EXTRAIT:
Mis à jour le 3 janvier 2019
Publié le 28/03/2017 à 5:53

2017 était le délai de fin des travaux. Mais elle est devenue l’année de début. Un retard que nous avons voulu comprendre.
Les travaux de construction de la nouvelle gare moderne interurbaine et internationale d’Abidjan ne sont toujours pas effectifs. A quand le démarrage des travaux ? Seules les herbes pourraient éventuellement répondre à cette préoccupation.
Le jeudi 25 juillet 2013, le Président Alassane Ouattara posait la première pierre de ce qui était sensé être la gare internationale de la ville d’Abidjan.
Depuis lors, là où les artisans ferrailleurs faisaient du bruit, c’est le silence total.
Lancés en 2015 par l’ancien Ministre des transports, Gaoussou Touré,  les travaux de construction de la nouvelle gare routière internationale qui devaient prendre fin deux ans plus tard, c’est -à-dire en 2017 n’ont jamais connu de démarrage effectif.
Le site aménagé pour la nouvelle gare moderne interurbaine et internationale d’Abidjan situé sur l’espace de l’ancienne casse d’Adjamé reste désert. Aucun bâtiment n’est encore sorti de terre, comme l’a constaté l’équipe de polikafrique.info, jeudi 24 mars 2017.

CONSIGNE DONNÉE: Pouvez-vous recopier mot pour mot l'extrait sur la gare d'Abidjan, en commençant à « Mis à jour le » et en terminant à « avons voulu comprendre. » ? La liste constitue un matériau indépendant de l'extrait.

LIGNES DE DONNÉES:
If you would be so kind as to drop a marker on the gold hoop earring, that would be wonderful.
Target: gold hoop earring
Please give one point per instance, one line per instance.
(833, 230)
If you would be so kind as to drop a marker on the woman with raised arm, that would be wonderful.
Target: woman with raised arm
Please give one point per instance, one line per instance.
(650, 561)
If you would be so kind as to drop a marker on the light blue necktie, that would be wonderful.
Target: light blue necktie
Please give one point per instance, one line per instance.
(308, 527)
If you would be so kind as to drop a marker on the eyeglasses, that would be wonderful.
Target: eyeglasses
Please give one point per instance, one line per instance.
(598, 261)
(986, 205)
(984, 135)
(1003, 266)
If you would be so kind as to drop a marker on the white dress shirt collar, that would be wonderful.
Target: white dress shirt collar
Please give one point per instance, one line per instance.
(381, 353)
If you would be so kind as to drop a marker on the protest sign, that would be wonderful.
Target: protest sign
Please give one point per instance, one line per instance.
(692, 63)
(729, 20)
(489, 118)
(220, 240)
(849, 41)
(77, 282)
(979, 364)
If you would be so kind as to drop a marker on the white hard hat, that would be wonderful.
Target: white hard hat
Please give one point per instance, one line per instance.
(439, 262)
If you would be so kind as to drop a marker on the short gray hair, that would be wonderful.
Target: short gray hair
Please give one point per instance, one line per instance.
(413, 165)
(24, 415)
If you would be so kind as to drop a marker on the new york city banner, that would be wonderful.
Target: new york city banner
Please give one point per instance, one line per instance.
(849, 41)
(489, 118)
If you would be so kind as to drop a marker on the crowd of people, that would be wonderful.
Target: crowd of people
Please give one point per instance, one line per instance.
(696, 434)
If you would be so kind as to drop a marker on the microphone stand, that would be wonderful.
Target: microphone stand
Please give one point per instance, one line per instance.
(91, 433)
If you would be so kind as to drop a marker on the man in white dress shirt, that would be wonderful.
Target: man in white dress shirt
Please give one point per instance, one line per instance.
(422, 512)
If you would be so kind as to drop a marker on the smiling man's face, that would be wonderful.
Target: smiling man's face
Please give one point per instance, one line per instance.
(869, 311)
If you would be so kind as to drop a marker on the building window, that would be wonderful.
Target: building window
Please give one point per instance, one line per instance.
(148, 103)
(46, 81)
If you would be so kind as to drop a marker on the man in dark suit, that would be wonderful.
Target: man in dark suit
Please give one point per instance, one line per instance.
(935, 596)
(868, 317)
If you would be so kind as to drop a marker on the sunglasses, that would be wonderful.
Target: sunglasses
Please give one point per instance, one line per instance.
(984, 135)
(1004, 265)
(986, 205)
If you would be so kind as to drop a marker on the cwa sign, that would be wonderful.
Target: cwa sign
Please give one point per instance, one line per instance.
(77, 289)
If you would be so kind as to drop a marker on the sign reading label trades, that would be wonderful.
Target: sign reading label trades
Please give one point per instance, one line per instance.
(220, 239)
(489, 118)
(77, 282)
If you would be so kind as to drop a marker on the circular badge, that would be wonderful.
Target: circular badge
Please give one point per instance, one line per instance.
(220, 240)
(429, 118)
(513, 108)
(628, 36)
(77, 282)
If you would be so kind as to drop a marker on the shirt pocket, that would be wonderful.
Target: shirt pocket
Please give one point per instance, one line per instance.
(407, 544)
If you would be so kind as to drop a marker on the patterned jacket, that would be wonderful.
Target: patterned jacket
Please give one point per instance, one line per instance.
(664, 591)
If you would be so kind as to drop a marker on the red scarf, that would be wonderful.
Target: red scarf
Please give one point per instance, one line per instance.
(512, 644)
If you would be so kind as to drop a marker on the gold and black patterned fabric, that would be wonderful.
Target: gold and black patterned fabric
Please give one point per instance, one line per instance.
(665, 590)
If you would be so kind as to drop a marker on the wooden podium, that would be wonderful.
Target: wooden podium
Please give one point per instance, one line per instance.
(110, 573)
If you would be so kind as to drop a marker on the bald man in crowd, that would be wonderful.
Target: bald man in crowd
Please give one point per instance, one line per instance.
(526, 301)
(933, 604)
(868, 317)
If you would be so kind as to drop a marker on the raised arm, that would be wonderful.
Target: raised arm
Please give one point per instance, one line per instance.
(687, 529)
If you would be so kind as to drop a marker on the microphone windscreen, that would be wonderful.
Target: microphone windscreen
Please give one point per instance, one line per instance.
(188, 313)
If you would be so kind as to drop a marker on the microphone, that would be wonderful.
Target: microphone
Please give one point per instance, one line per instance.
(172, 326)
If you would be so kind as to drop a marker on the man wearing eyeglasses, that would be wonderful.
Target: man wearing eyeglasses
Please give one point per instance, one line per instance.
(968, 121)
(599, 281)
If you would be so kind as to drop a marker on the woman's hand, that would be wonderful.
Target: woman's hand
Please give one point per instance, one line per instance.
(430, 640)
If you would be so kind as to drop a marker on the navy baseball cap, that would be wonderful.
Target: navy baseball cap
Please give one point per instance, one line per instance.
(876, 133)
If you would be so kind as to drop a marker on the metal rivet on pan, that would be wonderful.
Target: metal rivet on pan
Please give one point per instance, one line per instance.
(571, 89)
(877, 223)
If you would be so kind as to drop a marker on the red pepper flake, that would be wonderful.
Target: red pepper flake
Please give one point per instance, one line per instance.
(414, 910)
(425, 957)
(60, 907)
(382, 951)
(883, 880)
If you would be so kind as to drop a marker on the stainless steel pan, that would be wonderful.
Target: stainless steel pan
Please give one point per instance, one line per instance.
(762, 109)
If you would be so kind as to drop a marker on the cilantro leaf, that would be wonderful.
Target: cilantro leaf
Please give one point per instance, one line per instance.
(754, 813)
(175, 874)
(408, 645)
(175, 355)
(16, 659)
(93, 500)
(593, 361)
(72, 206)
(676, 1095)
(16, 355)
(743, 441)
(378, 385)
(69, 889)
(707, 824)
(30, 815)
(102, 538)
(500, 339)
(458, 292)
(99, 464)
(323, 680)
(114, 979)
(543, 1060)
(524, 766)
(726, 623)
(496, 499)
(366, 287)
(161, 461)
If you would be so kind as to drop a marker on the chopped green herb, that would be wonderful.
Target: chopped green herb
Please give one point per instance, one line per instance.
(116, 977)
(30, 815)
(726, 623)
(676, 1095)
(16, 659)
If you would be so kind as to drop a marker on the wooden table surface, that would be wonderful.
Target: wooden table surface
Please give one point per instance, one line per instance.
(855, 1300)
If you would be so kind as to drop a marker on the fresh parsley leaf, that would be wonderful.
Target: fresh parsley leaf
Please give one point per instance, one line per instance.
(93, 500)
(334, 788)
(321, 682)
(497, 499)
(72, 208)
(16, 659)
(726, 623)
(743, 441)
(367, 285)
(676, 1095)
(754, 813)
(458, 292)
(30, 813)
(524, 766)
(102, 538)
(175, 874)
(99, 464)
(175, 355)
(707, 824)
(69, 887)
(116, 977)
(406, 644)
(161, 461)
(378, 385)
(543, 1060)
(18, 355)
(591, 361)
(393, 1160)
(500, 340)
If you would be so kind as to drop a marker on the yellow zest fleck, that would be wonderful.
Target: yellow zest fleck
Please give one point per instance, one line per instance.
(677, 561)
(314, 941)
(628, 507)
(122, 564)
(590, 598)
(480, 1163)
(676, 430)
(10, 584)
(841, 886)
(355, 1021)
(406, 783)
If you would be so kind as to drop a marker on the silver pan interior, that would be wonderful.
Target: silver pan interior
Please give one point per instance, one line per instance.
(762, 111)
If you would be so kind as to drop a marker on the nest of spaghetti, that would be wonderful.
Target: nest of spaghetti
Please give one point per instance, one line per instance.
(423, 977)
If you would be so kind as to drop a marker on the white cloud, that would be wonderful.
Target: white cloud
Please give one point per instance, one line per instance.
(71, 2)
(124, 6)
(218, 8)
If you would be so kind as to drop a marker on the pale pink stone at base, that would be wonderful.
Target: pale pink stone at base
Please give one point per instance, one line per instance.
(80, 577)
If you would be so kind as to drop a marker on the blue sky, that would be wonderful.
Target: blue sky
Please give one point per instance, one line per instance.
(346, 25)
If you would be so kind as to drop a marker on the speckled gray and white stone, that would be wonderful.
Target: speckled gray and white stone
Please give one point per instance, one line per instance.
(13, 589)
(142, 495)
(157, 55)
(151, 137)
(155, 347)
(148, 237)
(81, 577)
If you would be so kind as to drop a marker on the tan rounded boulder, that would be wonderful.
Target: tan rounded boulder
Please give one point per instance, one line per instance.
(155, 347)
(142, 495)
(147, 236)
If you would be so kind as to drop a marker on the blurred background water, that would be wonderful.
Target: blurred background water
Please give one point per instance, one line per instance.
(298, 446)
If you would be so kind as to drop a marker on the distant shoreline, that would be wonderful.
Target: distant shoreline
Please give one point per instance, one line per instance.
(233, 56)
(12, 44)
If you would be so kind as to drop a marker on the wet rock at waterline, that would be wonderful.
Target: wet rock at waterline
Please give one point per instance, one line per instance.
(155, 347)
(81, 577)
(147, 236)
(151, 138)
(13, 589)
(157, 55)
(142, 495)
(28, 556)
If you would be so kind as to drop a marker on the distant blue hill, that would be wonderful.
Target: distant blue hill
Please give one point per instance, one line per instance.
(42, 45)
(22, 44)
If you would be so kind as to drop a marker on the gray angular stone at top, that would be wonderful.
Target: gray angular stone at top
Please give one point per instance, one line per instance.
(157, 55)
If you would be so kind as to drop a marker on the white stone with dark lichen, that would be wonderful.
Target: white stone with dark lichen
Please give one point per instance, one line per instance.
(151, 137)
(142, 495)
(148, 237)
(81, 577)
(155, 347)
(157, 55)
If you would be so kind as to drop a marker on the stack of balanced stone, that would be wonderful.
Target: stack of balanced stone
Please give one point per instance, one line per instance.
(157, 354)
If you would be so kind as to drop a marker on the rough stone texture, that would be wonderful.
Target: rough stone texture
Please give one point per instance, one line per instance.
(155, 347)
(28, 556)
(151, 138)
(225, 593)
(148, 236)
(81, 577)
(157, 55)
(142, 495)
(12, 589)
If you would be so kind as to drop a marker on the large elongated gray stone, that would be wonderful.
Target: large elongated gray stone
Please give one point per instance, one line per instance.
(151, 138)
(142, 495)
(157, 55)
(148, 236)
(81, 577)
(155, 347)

RÉSULTAT OBTENU:
Mis à jour le 3 janvier 2019
Publié le 28/03/2017 à 5:53

2017 était le délai de fin des travaux. Mais elle est devenue l’année de début. Un retard que nous avons voulu comprendre.